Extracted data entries
——

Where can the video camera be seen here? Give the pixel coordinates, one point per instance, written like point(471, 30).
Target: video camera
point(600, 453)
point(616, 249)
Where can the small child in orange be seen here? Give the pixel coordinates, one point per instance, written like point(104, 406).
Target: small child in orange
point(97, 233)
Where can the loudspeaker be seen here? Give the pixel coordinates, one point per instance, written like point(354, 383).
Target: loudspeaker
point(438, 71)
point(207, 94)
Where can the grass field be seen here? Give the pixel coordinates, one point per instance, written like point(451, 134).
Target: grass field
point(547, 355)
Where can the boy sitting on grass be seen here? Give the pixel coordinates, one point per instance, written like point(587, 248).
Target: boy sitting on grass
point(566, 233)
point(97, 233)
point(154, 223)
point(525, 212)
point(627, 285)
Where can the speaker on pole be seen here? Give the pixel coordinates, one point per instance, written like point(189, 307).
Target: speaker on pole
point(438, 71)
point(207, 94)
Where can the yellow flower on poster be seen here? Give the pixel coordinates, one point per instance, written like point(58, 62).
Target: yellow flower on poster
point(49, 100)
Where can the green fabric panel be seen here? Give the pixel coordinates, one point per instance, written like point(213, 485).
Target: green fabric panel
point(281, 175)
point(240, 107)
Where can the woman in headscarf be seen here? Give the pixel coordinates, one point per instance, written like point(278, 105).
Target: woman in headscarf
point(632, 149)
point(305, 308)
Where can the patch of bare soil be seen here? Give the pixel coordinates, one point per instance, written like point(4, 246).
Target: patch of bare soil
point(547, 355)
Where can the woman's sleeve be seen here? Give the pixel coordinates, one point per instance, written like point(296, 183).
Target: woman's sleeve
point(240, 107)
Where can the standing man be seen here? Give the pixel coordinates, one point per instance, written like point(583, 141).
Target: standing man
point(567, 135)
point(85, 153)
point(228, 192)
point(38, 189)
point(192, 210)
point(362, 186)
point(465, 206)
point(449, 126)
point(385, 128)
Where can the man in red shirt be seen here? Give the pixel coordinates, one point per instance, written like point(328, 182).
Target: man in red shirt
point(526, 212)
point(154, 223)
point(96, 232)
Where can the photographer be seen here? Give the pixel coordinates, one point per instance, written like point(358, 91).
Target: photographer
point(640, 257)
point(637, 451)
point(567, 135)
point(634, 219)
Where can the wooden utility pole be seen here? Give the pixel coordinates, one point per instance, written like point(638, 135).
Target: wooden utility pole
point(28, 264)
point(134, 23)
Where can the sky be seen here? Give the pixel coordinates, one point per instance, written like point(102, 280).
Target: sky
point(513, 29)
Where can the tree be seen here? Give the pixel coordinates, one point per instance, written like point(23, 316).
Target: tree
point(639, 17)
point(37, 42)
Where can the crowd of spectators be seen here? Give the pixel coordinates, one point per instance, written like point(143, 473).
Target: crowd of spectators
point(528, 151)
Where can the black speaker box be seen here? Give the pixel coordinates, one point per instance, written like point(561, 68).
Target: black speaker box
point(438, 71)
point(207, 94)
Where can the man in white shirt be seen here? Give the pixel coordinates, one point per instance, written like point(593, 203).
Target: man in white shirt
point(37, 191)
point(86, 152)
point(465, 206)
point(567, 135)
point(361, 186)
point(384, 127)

——

**The task**
Every record shown above should be set down again exactly.

**Answer to this exercise**
Where can the video camera be seen here? Give the pixel coordinates, one point per instance, written like point(471, 30).
Target: video camera
point(600, 453)
point(616, 249)
Where can the small child in orange be seen here? Give the pixel coordinates, one point per instance, written like point(104, 406).
Target: small child in orange
point(97, 233)
Where can the loudspeaker be seen here? Give the pixel coordinates, one point per instance, written like point(354, 383).
Target: loudspeaker
point(438, 71)
point(207, 94)
Where can the grass field be seen here? Give the pixel coordinates, one point per instance, written like point(451, 134).
Target: grass field
point(547, 355)
Where can the boy sitting on grass be seen here? Give the pixel coordinates, one point per instance, written like point(587, 248).
Target: boy sitting on grass
point(566, 233)
point(97, 233)
point(154, 223)
point(525, 212)
point(627, 285)
Where can the speaker on pole be seen here? Give the pixel coordinates, one point per instance, written like point(189, 307).
Target: speaker on pole
point(438, 71)
point(207, 94)
Where can the yellow flower on poster be seen here? Give the pixel coordinates, one point per instance, written like point(58, 62).
Target: yellow flower on poster
point(49, 100)
Where can the green fabric panel be seen here? Give the pixel coordinates, one point per instance, written like point(213, 485).
Target: green fabric panel
point(281, 175)
point(240, 107)
Where can the woman in headscarf be seen here? Give the pixel coordinates, one point per instance, written like point(278, 105).
Target: woman in headscarf
point(632, 149)
point(305, 308)
Where can the patch of bare soil be seen here? Give the pixel coordinates, one point per instance, written like point(4, 246).
Target: patch of bare soil
point(547, 355)
Where can the woman's sleeve be seen here? Give the pixel coordinates, one point per instance, written like point(296, 183).
Target: woman's sleeve
point(240, 107)
Where can the standing man be seen here? Give the pixel coordinates, one point per instance, written like point(583, 141).
Target: standing man
point(567, 135)
point(85, 153)
point(228, 192)
point(38, 189)
point(192, 210)
point(362, 186)
point(465, 206)
point(449, 126)
point(385, 128)
Where can the man in red shirt be seen here? Give the pixel coordinates, one point per instance, written like point(328, 182).
Target: man in red shirt
point(526, 212)
point(154, 223)
point(96, 232)
Where can the photographer be seen here? Give the pixel coordinates, one point per instance, written like point(358, 91).
Target: photographer
point(640, 257)
point(637, 451)
point(567, 135)
point(634, 219)
Where can the wooden utility pole be seen here? Give the pixel coordinates, one point per instance, written like point(638, 135).
Target: wooden utility pole
point(28, 264)
point(134, 23)
Where can the sky be seen here? Give the pixel coordinates, one point per instance, written like point(102, 280).
Target: sky
point(513, 29)
Where can the tree be seen here? Give the pixel coordinates, one point per instance, written like point(23, 316).
Target: tree
point(639, 17)
point(37, 42)
Where can the crowd of spectators be seen here? Give the pixel coordinates, one point per instance, written like point(143, 473).
Target: crowd of spectators
point(528, 151)
Where can the black speaker box be seen here? Give the pixel coordinates, one point per instance, written like point(561, 68).
Target: black speaker box
point(438, 71)
point(207, 94)
Where can the man in white shirt be seen here? Give the pixel coordinates, one point per instance, written like point(593, 203).
Target: man in white shirt
point(37, 191)
point(86, 152)
point(465, 206)
point(567, 135)
point(361, 186)
point(384, 127)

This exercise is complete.